■ Job a: Tally how many lines in the rows below contain the string "positive", and give only that number.

● ● ●

5. Spatial graph statistics¶
After clustering the latents (standard scanpy: PCA → neighbors → Leiden),
spatialgraph_stats() computes spatial neighborhood-graph
statistics per sample — interaction matrices, Moran’s I, centrality, connectivity and
convex-hull statistics.
# Cluster the latents (standard scanpy)
sc.pp.pca(pheno.sdata.tables["phenocoder"])
sc.pp.neighbors(pheno.sdata.tables["phenocoder"])
sc.tl.leiden(
pheno.sdata.tables["phenocoder"],
resolution=0.5,
)
# Compute spatial graph statistics
pheno.spatialgraph_stats(
cluster_key="leiden",
spatial_key="spatial",
radii=(25, 50),
table_key="phenocoder",
)
For large or 3D samples it can partition each sample into spatial subunits and compute statistics per subunit — see Subunit-level statistics below.
6. Spatial graph embedding¶
spatialgraph_embedding() embeds the per-sample (or per-subunit)
statistics with PCA + UMAP, optionally with batch correction, producing a sample-level
representation for comparison. Results are stored in pheno.adata.
pheno.spatialgraph_embedding(n_dim=32, scale=True, umap=True)
Per-sample vs. global scaling¶
Intensity normalization can be computed per sample (each sample scaled to its own intensity
range, the default) or globally across all samples. Whatever you choose at
generate_dataset time must be passed again to encode, so training and inference scale
identically:
pheno.generate_dataset(..., scale_per_sample=True, scale_percentile=1)

● ● ●

■ Job b: Take the spatial graph documentation above further by continuing it from the last line shown.

● ● ●

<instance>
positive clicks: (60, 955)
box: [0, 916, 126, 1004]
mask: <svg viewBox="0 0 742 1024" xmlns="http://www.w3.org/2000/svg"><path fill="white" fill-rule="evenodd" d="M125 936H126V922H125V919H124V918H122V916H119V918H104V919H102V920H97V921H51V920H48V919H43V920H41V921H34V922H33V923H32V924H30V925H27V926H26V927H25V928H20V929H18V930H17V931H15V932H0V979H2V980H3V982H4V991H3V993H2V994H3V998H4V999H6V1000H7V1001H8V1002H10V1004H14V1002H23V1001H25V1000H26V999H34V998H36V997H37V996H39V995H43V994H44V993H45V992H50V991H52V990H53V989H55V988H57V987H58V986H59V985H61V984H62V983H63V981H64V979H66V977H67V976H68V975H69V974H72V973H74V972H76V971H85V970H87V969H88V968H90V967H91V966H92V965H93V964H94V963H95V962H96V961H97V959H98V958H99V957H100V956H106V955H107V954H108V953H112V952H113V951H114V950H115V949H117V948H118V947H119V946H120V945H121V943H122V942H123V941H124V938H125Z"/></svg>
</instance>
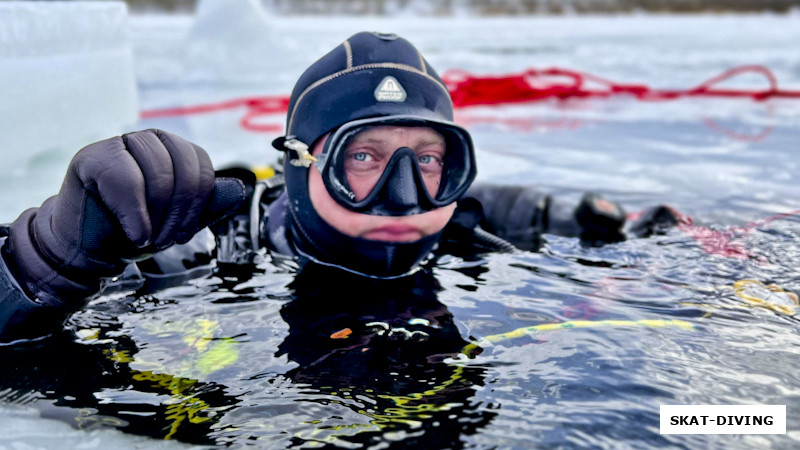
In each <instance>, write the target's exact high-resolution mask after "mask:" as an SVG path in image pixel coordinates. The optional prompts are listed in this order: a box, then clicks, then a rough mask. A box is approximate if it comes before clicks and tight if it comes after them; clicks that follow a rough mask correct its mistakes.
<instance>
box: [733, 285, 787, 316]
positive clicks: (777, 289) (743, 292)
mask: <svg viewBox="0 0 800 450" xmlns="http://www.w3.org/2000/svg"><path fill="white" fill-rule="evenodd" d="M733 289H734V292H735V293H736V296H737V297H739V298H741V299H742V300H744V301H746V302H747V303H749V304H751V305H753V306H761V307H763V308H767V309H771V310H772V311H775V312H778V313H781V314H786V315H789V316H791V315H794V314H795V313H796V312H797V308H798V306H800V302H798V299H797V294H795V293H794V292H787V291H784V290H783V288H782V287H780V286H778V285H776V284H767V285H765V284H764V283H762V282H760V281H756V280H739V281H737V282H735V283H733Z"/></svg>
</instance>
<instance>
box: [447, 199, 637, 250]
mask: <svg viewBox="0 0 800 450" xmlns="http://www.w3.org/2000/svg"><path fill="white" fill-rule="evenodd" d="M462 205H463V206H462ZM459 209H461V210H462V211H463V210H469V211H471V214H472V215H474V216H477V217H478V219H477V224H478V226H480V228H482V229H483V230H485V231H488V232H489V233H492V234H494V235H496V236H499V237H501V238H503V239H505V240H507V241H509V242H511V243H512V244H514V245H515V246H516V247H518V248H521V249H524V250H534V251H535V250H538V249H539V247H540V246H541V244H542V237H541V236H542V234H545V233H549V234H555V235H560V236H568V237H578V238H580V239H581V240H582V241H584V242H586V243H588V244H592V245H599V244H603V243H609V242H617V241H621V240H624V238H625V237H624V235H623V232H622V229H623V226H624V224H625V212H624V210H623V209H622V207H621V206H620V205H618V204H616V203H614V202H611V201H609V200H606V199H605V198H603V197H601V196H599V195H596V194H591V193H588V194H585V195H584V196H583V197H582V198H581V200H580V201H579V202H578V203H577V204H575V203H574V202H572V203H570V202H568V201H565V200H560V199H555V198H553V197H552V196H550V195H547V194H544V193H542V192H540V191H538V190H536V189H534V188H531V187H528V186H497V185H476V186H473V187H472V188H470V190H469V191H467V194H466V195H465V196H464V198H462V199H461V200H460V201H459ZM462 220H463V218H462Z"/></svg>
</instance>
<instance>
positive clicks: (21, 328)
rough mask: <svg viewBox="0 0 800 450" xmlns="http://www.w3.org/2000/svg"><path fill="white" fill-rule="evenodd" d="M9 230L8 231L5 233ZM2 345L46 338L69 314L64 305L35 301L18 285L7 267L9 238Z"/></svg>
mask: <svg viewBox="0 0 800 450" xmlns="http://www.w3.org/2000/svg"><path fill="white" fill-rule="evenodd" d="M7 230H8V228H6V227H4V228H3V229H2V230H0V231H2V232H3V233H7ZM0 245H2V248H0V252H1V253H2V257H0V342H8V341H12V340H14V339H21V338H28V337H36V336H42V335H44V334H47V333H49V332H51V331H52V330H53V329H55V327H56V326H58V325H59V324H60V323H61V322H62V320H63V317H64V316H65V314H68V312H66V311H65V310H66V306H65V304H64V303H63V302H60V301H59V302H50V303H44V302H41V301H34V300H33V299H32V298H31V297H29V296H28V295H27V294H26V293H25V291H24V290H23V289H22V287H21V286H20V285H19V283H17V281H16V279H15V278H14V276H13V275H12V274H11V271H10V269H9V267H8V264H7V263H6V258H5V254H6V249H7V243H6V237H3V238H0Z"/></svg>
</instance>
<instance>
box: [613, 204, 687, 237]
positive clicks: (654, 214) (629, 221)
mask: <svg viewBox="0 0 800 450" xmlns="http://www.w3.org/2000/svg"><path fill="white" fill-rule="evenodd" d="M689 223H691V221H690V219H689V218H688V217H684V216H683V214H681V213H680V212H678V211H677V210H676V209H673V208H671V207H669V206H666V205H658V206H654V207H651V208H648V209H645V210H644V211H640V212H638V213H634V214H631V215H630V216H629V217H628V222H627V224H626V226H625V234H626V235H627V236H629V237H637V238H644V237H649V236H652V235H659V234H666V233H667V232H668V231H669V229H670V228H672V227H675V226H678V225H680V224H689Z"/></svg>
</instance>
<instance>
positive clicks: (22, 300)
mask: <svg viewBox="0 0 800 450" xmlns="http://www.w3.org/2000/svg"><path fill="white" fill-rule="evenodd" d="M244 199H245V189H244V186H243V184H242V183H241V181H239V180H234V179H227V178H221V179H217V178H216V177H215V174H214V169H213V167H212V165H211V160H210V159H209V157H208V155H207V154H206V153H205V151H204V150H203V149H202V148H200V147H198V146H196V145H194V144H192V143H190V142H188V141H185V140H183V139H181V138H180V137H178V136H175V135H172V134H169V133H166V132H163V131H160V130H146V131H140V132H135V133H129V134H126V135H123V136H121V137H116V138H112V139H107V140H105V141H100V142H97V143H94V144H91V145H89V146H87V147H85V148H84V149H82V150H81V151H79V152H78V153H77V154H76V155H75V157H74V158H73V159H72V161H71V162H70V165H69V168H68V169H67V175H66V177H65V178H64V182H63V184H62V186H61V190H60V192H59V193H58V194H57V195H55V196H53V197H50V198H49V199H47V200H45V202H44V203H43V204H42V205H41V206H40V207H39V208H31V209H28V210H26V211H25V212H23V213H22V214H21V215H20V216H19V218H17V220H15V221H14V222H13V223H12V224H11V225H10V226H9V227H7V228H6V232H5V234H6V237H5V242H4V244H3V247H2V258H3V266H4V267H3V271H4V275H3V276H4V277H5V278H6V279H13V281H14V282H15V283H16V285H15V286H16V288H14V289H10V290H9V289H8V286H5V287H6V290H7V291H8V292H11V294H9V295H6V292H3V293H2V295H6V297H5V300H3V303H2V305H0V308H2V312H0V318H2V319H3V320H0V336H2V337H3V338H5V340H8V339H9V338H13V339H16V338H29V337H36V336H38V335H41V334H42V331H43V330H45V329H50V330H52V329H53V327H55V326H58V325H60V324H61V323H63V321H64V320H65V319H66V318H67V317H68V316H69V315H70V314H71V313H73V312H75V311H77V310H78V309H81V308H82V307H83V306H84V305H85V304H86V302H87V301H88V300H89V299H90V298H92V297H93V296H94V295H96V294H97V293H98V292H99V291H100V289H101V282H102V281H103V280H104V279H106V278H108V277H114V276H117V275H119V274H121V273H122V272H123V271H124V270H125V268H126V267H127V266H128V265H129V263H130V261H132V260H139V259H143V258H147V257H148V256H150V255H152V254H154V253H157V252H160V251H163V250H165V249H167V248H169V247H171V246H173V245H174V244H176V243H177V244H185V243H187V242H189V241H190V240H191V239H192V238H193V237H194V236H195V234H196V233H197V232H198V230H201V229H203V228H205V227H207V226H208V225H210V224H211V223H213V222H215V221H217V220H219V219H221V218H222V217H224V216H227V215H228V214H230V213H232V212H234V211H236V210H238V208H239V207H240V206H241V204H242V203H243V202H244ZM5 284H6V285H10V284H11V283H10V281H7V282H6V283H5ZM19 291H21V292H22V297H20V295H19Z"/></svg>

● ● ●

■ Expected answer a: 5

■ Expected answer b:
pheno.encode(..., scale_per_sample=True, scale_percentile=1)
Subunit-level statistics¶
For large or 3D samples, spatialgraph_stats can partition each sample into spatial subunits
(cubes) and compute statistics per subunit:
pheno.spatialgraph_stats(
cluster_key="leiden",
radii=(25, 50),
table_key="phenocoder",
use_subunits=True,
dim_subunit=(200, 200, 200),
min_obs_per_subunit=10,
)
Standalone spatial graph analysis¶
The spatial graph analysis does not depend on the CVAE.
spatialgraph_stats() runs on any table in the SpatialData object
that has spatial coordinates in .obsm and a categorical label column in .obs — the labels
can come from any source: Phenocoder latents, Leiden clustering of the raw morphometric
features, marker-based cell-type annotations, manual region labels, and so on. This means you
can run the spatial statistics on their own, without generating patches or training a model.
import scanpy as sc
from phenocoder import Phenocoder
pheno = Phenocoder(table_key="nuclei_features", sample_key="well", image_key="IF")
pheno.add_sdata(sdata)
# Cluster the raw feature table directly (no CVAE involved).
adata = pheno.sdata.tables["nuclei_features"]
sc.pp.scale(adata)
sc.pp.pca(adata)
sc.pp.neighbors(adata)
sc.tl.leiden(adata, resolution=0.5)
# Run the spatial statistics on those labels
pheno.spatialgraph_stats(
cluster_key="leiden", # any categorical .obs column
spatial_key="spatial", # coordinates in .obsm
radii=(25, 50),
table_key="nuclei_features", # any table in sdata.tables
)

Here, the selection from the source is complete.